» **Given exercise**:
Gather every line of the rows below that contains the word "woman", copying each one in full.

Stored dataset items
=======

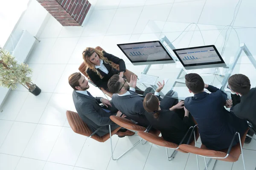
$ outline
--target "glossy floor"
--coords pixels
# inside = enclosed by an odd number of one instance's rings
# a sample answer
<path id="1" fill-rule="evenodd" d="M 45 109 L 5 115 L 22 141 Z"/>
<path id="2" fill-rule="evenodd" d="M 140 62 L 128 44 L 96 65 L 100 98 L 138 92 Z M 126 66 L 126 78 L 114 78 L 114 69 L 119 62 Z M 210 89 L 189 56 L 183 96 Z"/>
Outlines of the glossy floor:
<path id="1" fill-rule="evenodd" d="M 69 126 L 65 111 L 75 109 L 67 77 L 78 71 L 83 49 L 98 45 L 125 60 L 129 69 L 141 71 L 143 68 L 135 67 L 127 61 L 116 44 L 155 40 L 163 33 L 173 41 L 191 23 L 200 24 L 207 44 L 213 44 L 224 26 L 231 23 L 240 42 L 245 43 L 253 54 L 256 54 L 256 3 L 243 0 L 235 11 L 238 1 L 234 0 L 89 1 L 93 7 L 83 27 L 63 27 L 50 17 L 39 36 L 41 42 L 33 49 L 27 63 L 33 69 L 32 78 L 41 88 L 41 94 L 35 96 L 19 86 L 10 93 L 1 108 L 0 169 L 197 169 L 194 155 L 178 153 L 172 161 L 169 162 L 164 149 L 150 143 L 137 145 L 118 161 L 111 160 L 109 141 L 98 142 L 75 133 Z M 149 20 L 159 21 L 160 32 L 147 30 L 145 27 Z M 183 33 L 185 35 L 175 42 L 175 45 L 203 45 L 198 30 L 188 28 Z M 217 43 L 224 43 L 226 31 L 221 34 Z M 224 55 L 232 56 L 238 48 L 236 32 L 231 31 L 227 39 L 229 42 Z M 248 60 L 242 58 L 236 68 L 237 72 L 248 75 L 255 85 L 255 70 Z M 89 91 L 94 96 L 104 97 L 91 85 Z M 114 136 L 115 154 L 120 154 L 138 140 L 137 136 L 120 139 Z M 244 144 L 244 148 L 247 169 L 254 170 L 256 141 Z M 219 162 L 216 169 L 241 170 L 241 158 L 234 163 Z M 204 168 L 203 159 L 200 163 Z"/>

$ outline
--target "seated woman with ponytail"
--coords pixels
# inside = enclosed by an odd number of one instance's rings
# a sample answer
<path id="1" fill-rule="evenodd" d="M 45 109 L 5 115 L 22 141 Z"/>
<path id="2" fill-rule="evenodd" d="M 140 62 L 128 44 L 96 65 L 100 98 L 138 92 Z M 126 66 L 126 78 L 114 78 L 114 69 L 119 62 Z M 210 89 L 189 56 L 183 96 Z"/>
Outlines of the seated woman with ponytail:
<path id="1" fill-rule="evenodd" d="M 83 51 L 86 73 L 97 86 L 108 89 L 108 81 L 114 74 L 122 77 L 125 71 L 125 64 L 122 59 L 112 55 L 92 48 L 87 47 Z M 119 65 L 117 70 L 111 64 L 112 62 Z"/>
<path id="2" fill-rule="evenodd" d="M 144 99 L 143 105 L 148 112 L 146 117 L 152 127 L 160 130 L 163 138 L 168 142 L 179 144 L 189 128 L 195 125 L 191 115 L 183 106 L 184 101 L 169 109 L 164 109 L 160 108 L 158 99 L 148 93 Z M 189 136 L 183 143 L 187 142 Z M 192 138 L 191 141 L 193 139 Z"/>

=======

» **Solution below**:
--target "seated woman with ponytail"
Outlines of the seated woman with ponytail:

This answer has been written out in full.